═══ RECORD EXCERPTS ═══

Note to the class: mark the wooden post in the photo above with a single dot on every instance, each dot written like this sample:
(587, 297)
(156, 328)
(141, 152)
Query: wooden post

═══

» PROBLEM REQUIREMENTS:
Reply with the number of lines in the material above that contain "wooden", and nothing more.

» RESPONSE TO THE TASK:
2